Exercise details. Copy out the entries exactly, from the first line to the last.
--- START OF Data listing ---
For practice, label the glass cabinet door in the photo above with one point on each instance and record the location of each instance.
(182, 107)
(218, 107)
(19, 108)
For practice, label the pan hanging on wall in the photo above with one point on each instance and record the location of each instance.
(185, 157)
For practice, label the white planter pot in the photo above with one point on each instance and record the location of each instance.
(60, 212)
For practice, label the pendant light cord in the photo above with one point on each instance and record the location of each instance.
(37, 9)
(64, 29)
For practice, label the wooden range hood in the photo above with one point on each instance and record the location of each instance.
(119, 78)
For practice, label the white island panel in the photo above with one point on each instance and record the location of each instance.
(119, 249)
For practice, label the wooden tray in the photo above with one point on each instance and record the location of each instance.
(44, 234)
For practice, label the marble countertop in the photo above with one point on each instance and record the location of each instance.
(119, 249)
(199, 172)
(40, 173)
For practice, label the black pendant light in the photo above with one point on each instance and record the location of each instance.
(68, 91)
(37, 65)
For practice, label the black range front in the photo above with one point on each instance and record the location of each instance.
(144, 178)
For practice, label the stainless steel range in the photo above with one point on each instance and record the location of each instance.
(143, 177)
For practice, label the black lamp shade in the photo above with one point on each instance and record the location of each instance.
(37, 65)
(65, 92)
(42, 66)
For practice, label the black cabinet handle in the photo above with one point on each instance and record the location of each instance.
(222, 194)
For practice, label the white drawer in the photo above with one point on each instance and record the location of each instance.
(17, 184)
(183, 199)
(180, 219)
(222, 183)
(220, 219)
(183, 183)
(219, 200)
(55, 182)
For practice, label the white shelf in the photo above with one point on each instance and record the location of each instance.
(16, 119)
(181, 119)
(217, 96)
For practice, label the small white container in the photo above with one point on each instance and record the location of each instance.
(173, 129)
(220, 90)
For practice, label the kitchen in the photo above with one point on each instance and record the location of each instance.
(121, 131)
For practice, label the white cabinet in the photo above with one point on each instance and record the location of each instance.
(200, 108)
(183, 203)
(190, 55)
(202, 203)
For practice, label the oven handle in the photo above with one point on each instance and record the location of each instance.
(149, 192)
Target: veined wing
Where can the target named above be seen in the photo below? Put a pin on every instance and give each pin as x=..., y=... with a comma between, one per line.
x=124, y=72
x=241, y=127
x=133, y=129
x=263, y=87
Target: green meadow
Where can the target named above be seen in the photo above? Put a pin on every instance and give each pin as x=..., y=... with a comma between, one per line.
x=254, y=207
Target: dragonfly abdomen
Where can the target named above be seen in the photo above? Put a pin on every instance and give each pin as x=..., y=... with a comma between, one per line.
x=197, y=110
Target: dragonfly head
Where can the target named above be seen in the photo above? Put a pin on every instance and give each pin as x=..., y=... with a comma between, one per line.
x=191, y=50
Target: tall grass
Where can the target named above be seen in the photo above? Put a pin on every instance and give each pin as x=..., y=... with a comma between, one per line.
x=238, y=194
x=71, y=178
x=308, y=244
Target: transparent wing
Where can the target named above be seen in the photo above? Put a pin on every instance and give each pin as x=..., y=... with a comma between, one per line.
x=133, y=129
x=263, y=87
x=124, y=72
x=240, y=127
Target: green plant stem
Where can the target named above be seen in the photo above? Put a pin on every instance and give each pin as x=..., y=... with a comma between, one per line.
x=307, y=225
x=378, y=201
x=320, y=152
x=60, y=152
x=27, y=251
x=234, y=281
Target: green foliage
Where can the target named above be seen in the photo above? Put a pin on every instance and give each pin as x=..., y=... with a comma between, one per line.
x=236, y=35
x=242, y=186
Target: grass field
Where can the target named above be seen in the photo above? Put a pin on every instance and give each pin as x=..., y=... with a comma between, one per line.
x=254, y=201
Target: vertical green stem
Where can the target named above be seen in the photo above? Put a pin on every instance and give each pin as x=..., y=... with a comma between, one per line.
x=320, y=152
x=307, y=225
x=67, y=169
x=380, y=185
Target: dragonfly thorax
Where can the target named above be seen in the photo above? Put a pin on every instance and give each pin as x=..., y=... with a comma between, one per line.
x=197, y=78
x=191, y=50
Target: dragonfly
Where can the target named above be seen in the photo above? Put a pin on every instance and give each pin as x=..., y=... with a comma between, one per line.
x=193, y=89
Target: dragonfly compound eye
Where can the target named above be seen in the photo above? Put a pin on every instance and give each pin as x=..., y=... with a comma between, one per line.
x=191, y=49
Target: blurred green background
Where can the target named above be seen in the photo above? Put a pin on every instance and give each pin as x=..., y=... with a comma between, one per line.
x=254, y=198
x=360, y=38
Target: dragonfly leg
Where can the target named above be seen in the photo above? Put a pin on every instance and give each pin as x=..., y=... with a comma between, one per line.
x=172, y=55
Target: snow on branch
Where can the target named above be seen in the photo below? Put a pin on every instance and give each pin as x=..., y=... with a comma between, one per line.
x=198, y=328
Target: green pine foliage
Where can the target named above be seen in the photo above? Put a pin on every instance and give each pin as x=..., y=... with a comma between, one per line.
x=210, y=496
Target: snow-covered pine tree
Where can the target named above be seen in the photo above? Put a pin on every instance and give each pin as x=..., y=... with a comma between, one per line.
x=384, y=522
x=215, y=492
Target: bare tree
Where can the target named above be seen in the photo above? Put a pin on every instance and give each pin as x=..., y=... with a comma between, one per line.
--- END OF Data listing ---
Reply to the exercise.
For practice, label the glass cabinet door in the photo above with one point on each instance and record the location of each instance.
(182, 107)
(218, 107)
(19, 108)
For practice, label the pan hanging on wall in the photo above with one point on each instance and record the location of each instance.
(185, 157)
For practice, label the white planter pot in the photo above with one point on each instance and record the location of each instance.
(60, 212)
For practice, label the pendant light cord in the photo above with one point on each instance and record the location of each instance.
(37, 9)
(64, 29)
For practice, label the wooden range hood in the photo above with one point on each instance and record the location of each instance.
(119, 78)
For practice, label the white island panel in the photo above with one point on each instance and record the location of each instance.
(119, 249)
For practice, label the wooden tray in the photo above with one point on each instance and record the location of each instance.
(44, 234)
For practice, label the marble countertop in the photo above with one point on each instance and record the location of each instance.
(119, 249)
(199, 172)
(40, 173)
For practice, label the black pendant light in the photo above with one point on each instance and record the location of each instance.
(68, 91)
(37, 65)
For practice, label the black range front in the photo above with one point on each instance and record the location of each instance.
(144, 178)
For practice, label the stainless steel range in the photo above with one point on each instance and record the location of each instance.
(143, 177)
For practice, label the black lamp shade in the photo above with one point on each instance and record the location of each instance.
(37, 65)
(65, 92)
(42, 66)
For practice, label the black cabinet handle in the photo above with one point on each instance and record the location of each instance.
(222, 194)
For practice, label the white drawer in the photo above with one point on each instance and record the location of each instance.
(17, 184)
(183, 199)
(180, 219)
(222, 183)
(220, 219)
(183, 183)
(219, 200)
(55, 182)
For practice, label the white shelf in the photo above with one point on each instance and record the location of each instance.
(16, 119)
(181, 119)
(217, 96)
For practice, label the small white container in the photo above with one point on each instance and record the location of each instance.
(173, 129)
(220, 90)
For practice, label the kitchen in the photo above with one point on each instance and record the location of each instance.
(121, 131)
For practice, label the white cabinet in the photo above with one point on each instance and record the location of each instance.
(200, 108)
(183, 203)
(190, 55)
(202, 203)
For practice, label the oven handle in the photo above with one point on each instance and record the location of each instance.
(149, 192)
Target: veined wing
Where can the target named above be seen in the photo below? Put a pin on every instance and give each pin as x=..., y=... with a comma between, one per line.
x=124, y=72
x=241, y=127
x=133, y=129
x=263, y=87
Target: green meadow
Where can the target named above be seen in the photo above? Put a pin on every instance and give each pin as x=..., y=... with a comma between, one per line.
x=254, y=207
Target: dragonfly abdomen
Where can the target named above be seen in the photo above? Put a pin on every instance and give each pin as x=..., y=... with a comma between, one per line.
x=197, y=110
Target: dragonfly head
Where can the target named above be seen in the photo above? Put a pin on every instance and give each pin as x=..., y=... with a comma between, one per line.
x=191, y=50
Target: tall grass
Where can the target named above be seen in the photo above? Put a pin on every instance and give each pin as x=..., y=... with a comma between, one per line.
x=238, y=194
x=71, y=178
x=308, y=244
Target: transparent wing
Where can the target named above be seen in the photo above? Put a pin on every instance and give each pin as x=..., y=... with a comma between, one per line.
x=133, y=129
x=263, y=87
x=124, y=72
x=240, y=127
Target: green plant stem
Where can the target named above be seen in the photo above? Put a pin on every instance and give each pin as x=..., y=... with a comma between, one per line.
x=307, y=225
x=378, y=201
x=320, y=152
x=60, y=152
x=27, y=251
x=234, y=281
Target: green foliage
Where can the target named above be seen in the photo above? Put a pin on every instance and give each pin as x=..., y=... with a comma between, one per line.
x=236, y=35
x=242, y=186
Target: grass field
Where can the target named above be seen in the photo above? Put a pin on every instance and give each pin as x=..., y=... with a comma between, one per line.
x=254, y=201
Target: vertical green stem
Where can the target named above be seen in the photo above? Put a pin on every instance and give each pin as x=..., y=... with a comma between, one per line.
x=320, y=152
x=307, y=225
x=67, y=169
x=380, y=185
Target: dragonfly thorax
Where can the target named above be seen in the photo above? Put a pin on every instance and give each pin as x=..., y=... with a comma between, one per line.
x=197, y=78
x=191, y=50
Target: dragonfly
Where can the target named above be seen in the photo above? Put a pin on every instance and give each pin as x=..., y=... with a comma between, one per line.
x=193, y=89
Target: dragonfly compound eye
Where can the target named above be seen in the photo above? Put a pin on every instance and give each pin as x=..., y=... with a comma between, one per line.
x=191, y=49
Target: blurred green background
Where can the target named above be seen in the photo above? Put a pin on every instance and give each pin as x=..., y=... with a comma between, one per line.
x=254, y=198
x=360, y=38
Target: dragonfly leg
Where can the target named above be seen in the photo above? Put a pin on every instance and give each pin as x=..., y=... with a comma between, one per line.
x=172, y=55
Target: snow on branch
Where can the target named above be seen in the photo below? Put a pin on every instance and give each pin as x=..., y=... with a comma between, one per line.
x=198, y=328
Target: green pine foliage
Where can the target named above be seen in the photo above? Put a pin on every instance and give each pin as x=..., y=... with a comma between, one per line.
x=210, y=496
Target: snow-covered pine tree
Where can the target named above be seen in the photo above? Put a pin on every instance and give each pin as x=..., y=... with a comma between, one per line.
x=384, y=522
x=215, y=492
Target: bare tree
Where can the target named above be seen in the photo above? Put a pin on every instance and give each pin as x=..., y=... with a comma between, one per line.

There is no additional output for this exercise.